→ Document segment
Mr. McWhorter, in his letter, calls the use of face masks in schools “muzzling our children” and feels that parent anger is going to get worse. After the shameful outbursts we’ve already seen at school board meetings, increased intolerance would seem unfathomable. But, a Denver Christian School just hired a team of lawyers to devise a plan to continue disobeying public health orders.

Educating our children begins at home and parental behavior strongly impacts what a child becomes. It’s essential that they learn that individual sacrifice is often necessary for the good of us all. When small sacrifices like wearing a mask or getting vaccinated to prevent a dangerous disease are being presented as an unacceptable limitations on my personal freedom, the behavior being modeled by parents is selfishness and nothing more.

Jerry Krebs

Glenwood Springs​​

Quit trashing it up

I live in Rifle Colorado, and I walk for enjoyment, exercise, and fresh air just to enjoy the beautiful outdoors.

I have noticed lately we are getting a lot more trash in our fair streets, highways and interstates.

I know this is a large problem, but you all! We are not a Third World country, and it is starting to look like one!

As I am out walking, I take a trash bag and pick up litter on my walk, return a shopping cart, etc.

Trying to be a good citizen for our country now if everyone would at least try to do something to put our country back together it would be a beautiful place again.

Stop trashing our country.

Second, start being courteous and kind. Treat people how you want to be treated.

→ Brief 1
Answer these questions from the letters to the editor.
(a) What did a Denver Christian School hire to devise a plan for continuing to disobey public health orders?
(b) Which town appears under Jerry Krebs's name?
(c) What does the writer from Rifle take along when going out walking?
→ Brief 2
In the letters to the editor, shorten the paragraph beginning "Educating our children begins at home" while keeping its main points.
→ Brief 3
Continue the letters to the editor from their last sentence.
The rows that follow are separate material and have no connection to the letters to the editor.

→ Given records
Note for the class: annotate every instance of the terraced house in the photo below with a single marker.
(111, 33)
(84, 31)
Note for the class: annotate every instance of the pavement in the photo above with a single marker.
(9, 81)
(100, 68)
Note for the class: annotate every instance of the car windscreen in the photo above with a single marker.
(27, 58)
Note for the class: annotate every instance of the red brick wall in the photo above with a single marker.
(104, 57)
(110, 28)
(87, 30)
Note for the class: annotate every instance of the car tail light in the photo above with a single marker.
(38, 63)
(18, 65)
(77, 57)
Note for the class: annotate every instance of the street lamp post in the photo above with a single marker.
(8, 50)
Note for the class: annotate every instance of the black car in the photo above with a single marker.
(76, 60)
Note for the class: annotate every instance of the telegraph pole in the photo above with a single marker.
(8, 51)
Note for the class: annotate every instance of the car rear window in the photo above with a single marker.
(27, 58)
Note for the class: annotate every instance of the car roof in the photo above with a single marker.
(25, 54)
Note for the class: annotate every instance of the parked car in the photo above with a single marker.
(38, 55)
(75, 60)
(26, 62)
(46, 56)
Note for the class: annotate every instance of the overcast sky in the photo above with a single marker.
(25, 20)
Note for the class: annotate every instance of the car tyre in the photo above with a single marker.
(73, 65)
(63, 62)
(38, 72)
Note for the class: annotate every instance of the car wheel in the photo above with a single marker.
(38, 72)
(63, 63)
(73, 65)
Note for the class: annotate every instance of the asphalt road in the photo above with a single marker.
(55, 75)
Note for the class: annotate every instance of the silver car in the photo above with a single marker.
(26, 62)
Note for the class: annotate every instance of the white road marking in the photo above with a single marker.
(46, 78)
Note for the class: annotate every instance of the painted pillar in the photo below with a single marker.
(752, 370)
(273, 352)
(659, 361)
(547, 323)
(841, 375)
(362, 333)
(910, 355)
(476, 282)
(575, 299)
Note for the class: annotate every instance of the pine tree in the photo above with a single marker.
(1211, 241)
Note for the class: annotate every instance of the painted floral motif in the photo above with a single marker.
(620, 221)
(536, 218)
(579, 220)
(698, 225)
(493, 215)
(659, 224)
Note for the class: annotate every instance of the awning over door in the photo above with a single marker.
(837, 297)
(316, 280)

→ Answer space 1
(a) A team of lawyers.
(b) Glenwood Springs.
(c) A trash bag.

→ Answer space 2
Children's education starts at home, and parents' behavior shapes who they become. Children need to learn that individual sacrifice often serves the common good. When parents present wearing a mask or getting vaccinated as an unacceptable limit on personal freedom, they are modeling only selfishness.

→ Answer space 3
Third, showing respect to our planet and countrymen you were not born with everything it was either earned or given to you it is not your right.

Fourth, there is no color difference in the world; you were taught it, not born that way!

Fifth, what happened in the past cannot be changed and stop thinking you are owed for something most people had no control over and most of it was so far ago it doesn’t pertain today and should be dropped.

If we would all follow these small guidelines the planet and people would be so much happier.

Bobi Jo Hall

Rifle

Not a good solution

Who is the real Councilwoman Shelley Kaup? The one who, as a candidate, assured the community she would be “evaluating impacts of traffic, emergency evacuation, infrastructure available, services needed and many other factors,” insisting “I’m not a pro-growth for growth’s sake councilor, but am looking to maintain our safety and quality of life.” 

Or, the councilwoman who, at the Sept. 7 meeting declared herself fully in favor of the 480 Donegan project, opposed by the community for threatening all those values? Then she went on to emphasize the amount of work and resources R2 has “already” invested, as though that obligates the city somehow. Those risks are quite properly borne by those who stand to profit handsomely – the more so, the less they have to consider the priorities of those who will be most impacted.

Paula Stepp called on council to address these concerns in their proper order. It can’t be remotely responsible to approve a dense development of 600 to 1,000 additional residents before the acknowledged deficiencies which endanger the current population are remedied.

R2 has indeed made concessions – but only after their cavalier attitude toward the people and land was exposed by the neighbors’ critiques. Grudgingly, as afterthoughts, they reduced the number of units, scrapped the water-wasting landscaping, offered money toward a safety study, ceded some land for a fire station. But as Stepp stressed, the obvious question is, what has to happen first? Planning, acceptance, securing the funding, building the components won’t happen overnight, if at all. Certainly not before the development, if approved, would be a reality.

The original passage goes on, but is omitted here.